What this task involves:
Please repeat all of the listing exactly.

Records:
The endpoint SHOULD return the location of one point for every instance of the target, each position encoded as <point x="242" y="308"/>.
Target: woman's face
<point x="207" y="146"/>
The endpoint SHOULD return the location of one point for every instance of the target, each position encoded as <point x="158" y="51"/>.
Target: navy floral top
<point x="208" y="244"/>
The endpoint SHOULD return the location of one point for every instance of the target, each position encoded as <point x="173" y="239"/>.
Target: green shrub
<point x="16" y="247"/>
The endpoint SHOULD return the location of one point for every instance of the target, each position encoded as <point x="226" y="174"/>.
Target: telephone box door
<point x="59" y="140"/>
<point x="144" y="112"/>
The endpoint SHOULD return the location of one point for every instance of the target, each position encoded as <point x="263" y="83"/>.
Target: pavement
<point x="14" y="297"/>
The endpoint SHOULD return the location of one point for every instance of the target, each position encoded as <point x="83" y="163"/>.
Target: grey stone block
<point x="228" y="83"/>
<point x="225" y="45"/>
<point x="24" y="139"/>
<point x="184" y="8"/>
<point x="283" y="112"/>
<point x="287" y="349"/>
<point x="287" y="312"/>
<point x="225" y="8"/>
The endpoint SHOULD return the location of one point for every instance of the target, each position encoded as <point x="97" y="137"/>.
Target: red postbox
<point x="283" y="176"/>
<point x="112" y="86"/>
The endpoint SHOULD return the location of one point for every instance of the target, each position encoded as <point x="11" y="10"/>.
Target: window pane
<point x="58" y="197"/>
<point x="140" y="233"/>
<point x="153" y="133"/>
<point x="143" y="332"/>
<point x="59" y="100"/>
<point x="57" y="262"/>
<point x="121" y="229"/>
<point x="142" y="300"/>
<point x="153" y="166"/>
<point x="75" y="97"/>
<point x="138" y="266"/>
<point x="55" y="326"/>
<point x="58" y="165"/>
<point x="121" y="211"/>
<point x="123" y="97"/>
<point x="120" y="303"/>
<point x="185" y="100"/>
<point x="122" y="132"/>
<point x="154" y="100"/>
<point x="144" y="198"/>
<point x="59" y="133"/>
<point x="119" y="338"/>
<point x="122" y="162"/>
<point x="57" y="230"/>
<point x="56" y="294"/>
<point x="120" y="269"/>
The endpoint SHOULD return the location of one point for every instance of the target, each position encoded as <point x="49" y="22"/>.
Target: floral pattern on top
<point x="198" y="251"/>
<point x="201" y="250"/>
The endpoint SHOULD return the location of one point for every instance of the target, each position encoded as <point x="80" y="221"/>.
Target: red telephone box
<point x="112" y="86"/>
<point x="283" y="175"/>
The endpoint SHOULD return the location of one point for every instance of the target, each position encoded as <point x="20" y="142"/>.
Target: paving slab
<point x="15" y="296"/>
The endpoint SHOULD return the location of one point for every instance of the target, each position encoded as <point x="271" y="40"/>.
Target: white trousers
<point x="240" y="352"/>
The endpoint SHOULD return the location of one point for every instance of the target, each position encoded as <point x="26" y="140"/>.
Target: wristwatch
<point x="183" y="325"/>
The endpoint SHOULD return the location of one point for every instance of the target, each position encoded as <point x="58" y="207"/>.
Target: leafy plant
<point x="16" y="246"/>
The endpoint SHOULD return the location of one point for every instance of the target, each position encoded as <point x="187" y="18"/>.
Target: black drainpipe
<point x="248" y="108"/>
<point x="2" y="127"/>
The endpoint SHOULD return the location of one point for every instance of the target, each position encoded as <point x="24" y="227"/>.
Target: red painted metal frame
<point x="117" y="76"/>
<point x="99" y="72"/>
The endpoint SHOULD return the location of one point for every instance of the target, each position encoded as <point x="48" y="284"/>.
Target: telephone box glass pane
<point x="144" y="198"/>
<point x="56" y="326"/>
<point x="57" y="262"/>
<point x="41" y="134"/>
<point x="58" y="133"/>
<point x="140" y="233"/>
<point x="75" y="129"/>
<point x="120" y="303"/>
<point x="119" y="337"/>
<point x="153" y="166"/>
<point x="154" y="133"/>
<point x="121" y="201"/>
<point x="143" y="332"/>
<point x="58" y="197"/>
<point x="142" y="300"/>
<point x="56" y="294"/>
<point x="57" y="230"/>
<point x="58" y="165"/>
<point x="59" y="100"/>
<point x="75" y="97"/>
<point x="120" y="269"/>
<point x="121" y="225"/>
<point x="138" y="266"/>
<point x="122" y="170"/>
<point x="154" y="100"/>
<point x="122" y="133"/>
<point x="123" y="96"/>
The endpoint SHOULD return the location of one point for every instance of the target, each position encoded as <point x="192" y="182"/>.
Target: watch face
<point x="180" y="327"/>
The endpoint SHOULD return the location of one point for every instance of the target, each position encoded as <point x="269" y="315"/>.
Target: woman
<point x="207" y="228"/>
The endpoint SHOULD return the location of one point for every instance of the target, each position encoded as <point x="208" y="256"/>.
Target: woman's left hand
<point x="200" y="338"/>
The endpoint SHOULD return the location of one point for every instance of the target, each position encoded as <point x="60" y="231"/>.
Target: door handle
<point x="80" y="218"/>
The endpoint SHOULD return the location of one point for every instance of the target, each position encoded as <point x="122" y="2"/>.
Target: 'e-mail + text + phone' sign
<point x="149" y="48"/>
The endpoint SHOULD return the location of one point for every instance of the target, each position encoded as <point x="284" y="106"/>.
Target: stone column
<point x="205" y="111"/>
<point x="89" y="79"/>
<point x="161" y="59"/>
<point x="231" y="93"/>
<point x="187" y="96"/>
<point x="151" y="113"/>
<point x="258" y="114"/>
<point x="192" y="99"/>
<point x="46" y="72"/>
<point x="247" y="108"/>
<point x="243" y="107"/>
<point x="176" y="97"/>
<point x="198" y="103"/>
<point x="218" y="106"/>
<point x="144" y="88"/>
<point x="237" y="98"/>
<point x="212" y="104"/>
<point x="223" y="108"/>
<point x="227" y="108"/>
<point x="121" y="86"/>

Response to this task:
The endpoint SHOULD return the location of one point for every instance of the target, each position encoded as <point x="242" y="308"/>.
Target: woman's face
<point x="207" y="146"/>
The endpoint SHOULD return the location of one point for every instance of the target, each position encoded as <point x="158" y="51"/>.
Target: navy floral top
<point x="208" y="244"/>
The endpoint SHOULD return the location of one point for every instance of the target, each position encoded as <point x="173" y="239"/>.
Target: green shrub
<point x="16" y="247"/>
The endpoint SHOULD return the location of one point for every instance of the target, each position encoded as <point x="226" y="174"/>.
Target: telephone box door
<point x="59" y="140"/>
<point x="144" y="112"/>
The endpoint SHOULD return the location of one point for every instance of the target, each position encoded as <point x="263" y="83"/>.
Target: pavement
<point x="14" y="297"/>
The endpoint SHOULD return the location of one point for every instance of the target, each position encoded as <point x="83" y="163"/>.
Target: grey stone block
<point x="228" y="83"/>
<point x="225" y="45"/>
<point x="24" y="139"/>
<point x="184" y="8"/>
<point x="283" y="112"/>
<point x="287" y="349"/>
<point x="287" y="312"/>
<point x="225" y="8"/>
The endpoint SHOULD return the location of one point for every instance of the target, each position encoded as <point x="97" y="137"/>.
Target: red postbox
<point x="283" y="176"/>
<point x="112" y="86"/>
The endpoint SHOULD return the location of one point for every instance of the target, each position encoded as <point x="11" y="10"/>.
Target: window pane
<point x="58" y="197"/>
<point x="140" y="233"/>
<point x="153" y="133"/>
<point x="143" y="332"/>
<point x="59" y="100"/>
<point x="57" y="262"/>
<point x="121" y="229"/>
<point x="142" y="300"/>
<point x="153" y="166"/>
<point x="75" y="97"/>
<point x="138" y="266"/>
<point x="55" y="326"/>
<point x="58" y="165"/>
<point x="121" y="211"/>
<point x="123" y="97"/>
<point x="120" y="303"/>
<point x="185" y="100"/>
<point x="122" y="132"/>
<point x="154" y="100"/>
<point x="144" y="198"/>
<point x="59" y="133"/>
<point x="119" y="338"/>
<point x="122" y="162"/>
<point x="57" y="230"/>
<point x="56" y="294"/>
<point x="120" y="269"/>
The endpoint SHOULD return the location of one point for every instance of the target, each position encoded as <point x="49" y="22"/>.
Target: floral pattern on top
<point x="198" y="251"/>
<point x="201" y="250"/>
The endpoint SHOULD return the location of one point for every instance of the target, each position encoded as <point x="80" y="221"/>.
Target: red telephone box
<point x="112" y="86"/>
<point x="283" y="175"/>
The endpoint SHOULD return the location of one point for every instance of the target, each position encoded as <point x="20" y="142"/>.
Target: paving slab
<point x="15" y="296"/>
The endpoint SHOULD return the location of one point for every instance of the target, each position encoded as <point x="271" y="40"/>.
Target: white trousers
<point x="240" y="352"/>
The endpoint SHOULD return the location of one point for every instance of the target, each position encoded as <point x="26" y="140"/>.
Target: wristwatch
<point x="183" y="325"/>
The endpoint SHOULD return the location of one point for every instance of the target, each position encoded as <point x="58" y="207"/>.
Target: leafy plant
<point x="16" y="246"/>
The endpoint SHOULD return the location of one point for every instance of the target, each position encoded as <point x="187" y="18"/>.
Target: black drainpipe
<point x="248" y="108"/>
<point x="2" y="127"/>
The endpoint SHOULD return the location of one point for every instance of the target, each position encoded as <point x="24" y="227"/>.
Target: red painted metal frame
<point x="117" y="76"/>
<point x="99" y="72"/>
The endpoint SHOULD return the location of one point for every instance of the target, each position encoded as <point x="48" y="284"/>.
Target: telephone box glass pane
<point x="144" y="198"/>
<point x="56" y="326"/>
<point x="57" y="262"/>
<point x="41" y="134"/>
<point x="58" y="133"/>
<point x="140" y="233"/>
<point x="75" y="129"/>
<point x="120" y="303"/>
<point x="119" y="337"/>
<point x="153" y="166"/>
<point x="154" y="133"/>
<point x="121" y="201"/>
<point x="143" y="332"/>
<point x="58" y="197"/>
<point x="142" y="300"/>
<point x="56" y="294"/>
<point x="57" y="230"/>
<point x="58" y="165"/>
<point x="59" y="100"/>
<point x="75" y="97"/>
<point x="120" y="269"/>
<point x="121" y="225"/>
<point x="138" y="266"/>
<point x="122" y="170"/>
<point x="154" y="100"/>
<point x="122" y="133"/>
<point x="123" y="96"/>
The endpoint SHOULD return the location of one point for every instance of the target, each position encoded as <point x="192" y="182"/>.
Target: watch face
<point x="180" y="327"/>
The endpoint SHOULD return the location of one point for every instance of the target, each position encoded as <point x="269" y="315"/>.
Target: woman
<point x="207" y="228"/>
The endpoint SHOULD return the location of one point for every instance of the target, each position encoded as <point x="208" y="256"/>.
Target: woman's left hand
<point x="200" y="338"/>
The endpoint SHOULD return the location of one point for every instance of the target, each position encoded as <point x="60" y="231"/>.
Target: door handle
<point x="80" y="218"/>
The endpoint SHOULD return the location of one point for every instance of the target, each position encoded as <point x="122" y="2"/>.
Target: 'e-mail + text + phone' sign
<point x="149" y="48"/>
The endpoint SHOULD return the location of one point for every instance of the target, each position encoded as <point x="284" y="106"/>.
Target: stone column
<point x="205" y="111"/>
<point x="89" y="79"/>
<point x="161" y="59"/>
<point x="231" y="93"/>
<point x="187" y="96"/>
<point x="151" y="113"/>
<point x="258" y="114"/>
<point x="192" y="99"/>
<point x="46" y="72"/>
<point x="247" y="108"/>
<point x="243" y="107"/>
<point x="176" y="97"/>
<point x="198" y="103"/>
<point x="218" y="106"/>
<point x="144" y="88"/>
<point x="237" y="98"/>
<point x="212" y="104"/>
<point x="223" y="108"/>
<point x="227" y="108"/>
<point x="121" y="86"/>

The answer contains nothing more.